*SHORT TASK*. The records below must be transcribed exactly. Do not include the pictures.

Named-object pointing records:
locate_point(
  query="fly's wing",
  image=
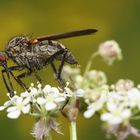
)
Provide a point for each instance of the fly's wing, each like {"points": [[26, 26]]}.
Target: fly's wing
{"points": [[45, 49], [67, 35]]}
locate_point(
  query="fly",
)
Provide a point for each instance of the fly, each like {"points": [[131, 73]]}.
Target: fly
{"points": [[34, 54]]}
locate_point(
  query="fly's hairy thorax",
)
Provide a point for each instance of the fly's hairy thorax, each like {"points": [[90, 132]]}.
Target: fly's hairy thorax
{"points": [[37, 55]]}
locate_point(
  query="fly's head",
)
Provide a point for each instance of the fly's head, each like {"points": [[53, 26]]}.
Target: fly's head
{"points": [[16, 45], [70, 58], [3, 59]]}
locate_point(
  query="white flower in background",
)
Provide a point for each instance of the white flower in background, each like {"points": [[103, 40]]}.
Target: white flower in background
{"points": [[124, 85], [95, 106], [92, 95], [69, 72], [95, 78], [110, 51], [134, 98], [9, 102], [52, 98], [19, 105], [116, 114]]}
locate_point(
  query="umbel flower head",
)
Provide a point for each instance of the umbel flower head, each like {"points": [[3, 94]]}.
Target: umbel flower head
{"points": [[42, 103], [110, 51]]}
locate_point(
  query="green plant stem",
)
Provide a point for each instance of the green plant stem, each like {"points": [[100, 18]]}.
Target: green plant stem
{"points": [[73, 132], [50, 137], [90, 62]]}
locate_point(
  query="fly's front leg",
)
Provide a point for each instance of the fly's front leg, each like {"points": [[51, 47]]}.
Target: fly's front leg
{"points": [[17, 78], [7, 87]]}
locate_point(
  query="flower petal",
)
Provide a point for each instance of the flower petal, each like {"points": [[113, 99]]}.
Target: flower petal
{"points": [[50, 106], [59, 99], [2, 108], [13, 108], [14, 114], [26, 109], [41, 100], [89, 113]]}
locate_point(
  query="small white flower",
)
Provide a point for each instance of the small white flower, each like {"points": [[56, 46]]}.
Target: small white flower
{"points": [[51, 99], [110, 51], [134, 98], [96, 78], [20, 105], [124, 85]]}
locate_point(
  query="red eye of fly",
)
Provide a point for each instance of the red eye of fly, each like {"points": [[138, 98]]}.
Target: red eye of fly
{"points": [[2, 57]]}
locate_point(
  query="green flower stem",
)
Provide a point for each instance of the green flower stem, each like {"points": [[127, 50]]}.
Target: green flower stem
{"points": [[90, 62], [73, 133], [50, 137]]}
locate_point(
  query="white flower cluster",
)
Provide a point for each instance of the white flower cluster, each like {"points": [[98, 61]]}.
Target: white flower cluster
{"points": [[116, 105], [41, 100]]}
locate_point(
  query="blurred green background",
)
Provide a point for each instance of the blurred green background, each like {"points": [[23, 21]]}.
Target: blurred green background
{"points": [[115, 19]]}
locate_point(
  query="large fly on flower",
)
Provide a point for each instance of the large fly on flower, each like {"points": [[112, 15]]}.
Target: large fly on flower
{"points": [[34, 54]]}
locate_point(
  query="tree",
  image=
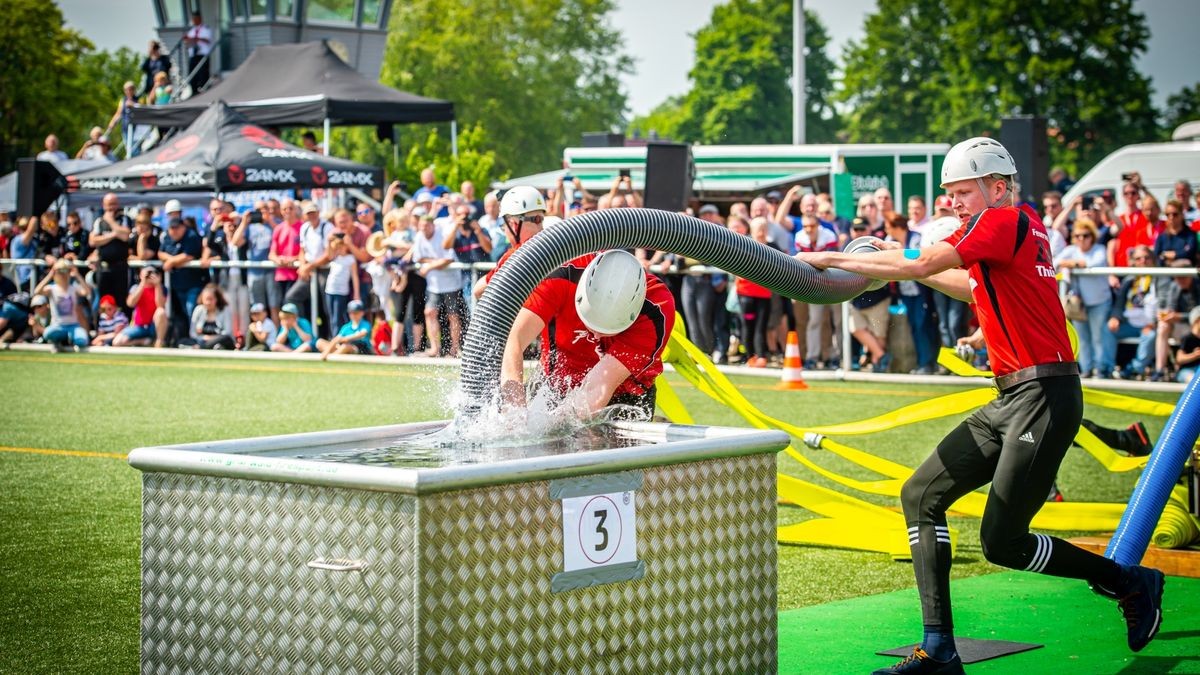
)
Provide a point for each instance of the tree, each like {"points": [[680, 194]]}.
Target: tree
{"points": [[1182, 106], [473, 163], [741, 88], [534, 73], [661, 123], [943, 70], [102, 76], [39, 71]]}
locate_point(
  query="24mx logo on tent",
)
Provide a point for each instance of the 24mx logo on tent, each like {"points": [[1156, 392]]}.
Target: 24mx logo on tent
{"points": [[270, 175], [351, 178]]}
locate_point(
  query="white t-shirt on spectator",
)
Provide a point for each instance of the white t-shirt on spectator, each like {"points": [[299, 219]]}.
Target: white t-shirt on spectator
{"points": [[55, 156], [340, 270], [313, 239], [438, 280], [826, 240]]}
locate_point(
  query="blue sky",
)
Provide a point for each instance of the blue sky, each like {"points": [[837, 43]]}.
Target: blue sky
{"points": [[658, 35]]}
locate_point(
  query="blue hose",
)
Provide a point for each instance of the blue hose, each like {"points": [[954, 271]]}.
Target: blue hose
{"points": [[1149, 497]]}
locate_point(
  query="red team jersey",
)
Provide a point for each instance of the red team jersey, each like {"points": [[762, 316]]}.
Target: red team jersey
{"points": [[1007, 254], [569, 350]]}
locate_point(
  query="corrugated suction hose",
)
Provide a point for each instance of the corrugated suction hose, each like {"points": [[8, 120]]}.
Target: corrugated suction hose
{"points": [[633, 228]]}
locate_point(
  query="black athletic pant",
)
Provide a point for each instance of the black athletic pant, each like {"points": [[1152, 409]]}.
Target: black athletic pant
{"points": [[755, 317], [1017, 443]]}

*FINISHED ANSWER*.
locate_point(
  query="fly's wing",
  image=
)
Provide a point for each instance of the fly's wing, each like {"points": [[26, 26]]}.
Target: fly's wing
{"points": [[45, 49], [67, 35]]}
locate_point(
  query="fly",
)
Provide a point for each instance of the fly, each like {"points": [[131, 73]]}.
Target: fly
{"points": [[34, 54]]}
locate_point(
  query="fly's hairy thorax",
)
Provide a point for each instance of the fly's hairy thorax, each like {"points": [[90, 132]]}.
Target: fly's hairy thorax
{"points": [[37, 55]]}
locate_point(
  query="fly's head",
)
Provide a point for each instance of the fly's head, each like {"points": [[53, 26]]}.
Target: fly's head
{"points": [[16, 45], [70, 58], [3, 59]]}
locate_point(
  query="white flower in background",
)
Provide a point for each instance of the white flower in background, each like {"points": [[103, 40]]}.
Target: white flower in background
{"points": [[124, 85], [95, 106], [92, 95], [69, 72], [95, 78], [110, 51], [134, 98], [9, 102], [52, 98], [19, 105], [116, 114]]}
locate_point(
  query="umbel flower head",
)
Provide a point for each instance of the umbel flower head, each like {"points": [[3, 94]]}.
Target: umbel flower head
{"points": [[42, 103], [110, 51]]}
locate_point(
  query="green plant stem",
)
Provide a point for each instance of the green plant stem, each like {"points": [[100, 18]]}.
Target: green plant stem
{"points": [[73, 132], [50, 137], [90, 62]]}
locate_point(
  query="fly's front leg",
)
Provide a point for each instance of the fly's front leg, each like {"points": [[51, 47]]}.
Target: fly's front leg
{"points": [[17, 78], [7, 87]]}
locate_point(
  query="flower petal",
)
Provide a point for each instance of the flower petal, each like {"points": [[113, 99]]}.
Target: flower petal
{"points": [[50, 106], [59, 99], [2, 108], [13, 108], [14, 114], [26, 109], [41, 100], [89, 113]]}
locate_point(
  query="small white flower",
)
Provide a point for each instance of the small white flower, each like {"points": [[56, 46]]}.
Target: small white flower
{"points": [[51, 99], [110, 51], [134, 98], [96, 78], [20, 105], [124, 85]]}
locate_point(
  query="red eye of fly",
)
Provide a point for each instance of the red eye of fly, each like {"points": [[138, 98]]}.
Target: red eye of fly
{"points": [[2, 57]]}
locate_point(
  query="green flower stem",
)
Provide a point for each instance of the green flower stem, each like {"points": [[127, 50]]}.
Target: green flower stem
{"points": [[90, 62], [73, 133], [50, 137]]}
locate_point(
  query="white flower cluster",
)
Provide a point for each instance of the white flower cluster, each like {"points": [[98, 61]]}.
Target: white flower cluster
{"points": [[116, 105], [41, 100]]}
locate_point(
  query="blurred green background",
)
Provide a point for each instance of the blurred green background, each like {"points": [[23, 21]]}.
Target: blurred green background
{"points": [[115, 19]]}
locate_point(
  query="large fly on flower",
)
Provide a point for each instance of the large fly on flower, each like {"points": [[112, 15]]}.
Target: large fly on flower
{"points": [[34, 54]]}
locate_point(
  query="tree",
  image=
)
Provide a point for each instance of the tree, each like {"points": [[680, 194]]}.
Target: tree
{"points": [[1182, 106], [473, 163], [741, 88], [534, 73], [661, 123], [943, 70], [102, 76], [39, 71]]}
locate_point(
  query="24mx logo on tent",
)
Provide a point for each instance of the 24mx logo on tent, each like {"points": [[1156, 392]]}.
Target: 24mx logo on tent
{"points": [[270, 175], [351, 178]]}
locate_point(
  query="white t-shirt on spectator",
)
Provide a point for each instance of the white t-shirt on spectator, each like {"points": [[299, 219]]}.
Target: white t-shirt on spectator
{"points": [[55, 156], [340, 270], [313, 239], [438, 280], [826, 240]]}
locate_point(
  query="blue sky",
)
Provide a point for each instance of the blue sky, each like {"points": [[837, 43]]}.
Target: blue sky
{"points": [[658, 35]]}
locate_point(
  query="blue hose",
)
Provide a point for each instance of the blue hose, each like {"points": [[954, 271]]}.
Target: blue hose
{"points": [[1149, 497]]}
locate_point(
  query="red team jersey",
)
Provide a point for each instance of the red team jersey, each like {"points": [[762, 316]]}.
Target: red team jersey
{"points": [[1007, 254], [569, 350]]}
locate_point(
  query="corrugated suction hose",
)
Provide a point for each instance of the corrugated suction hose, each like {"points": [[8, 120]]}.
Target: corrugated suction hose
{"points": [[633, 228]]}
locate_point(
  query="black athletic pant",
)
Provide a point for each instance of the black athletic pant, each like {"points": [[1152, 409]]}.
Target: black athletic pant
{"points": [[755, 317], [1017, 443]]}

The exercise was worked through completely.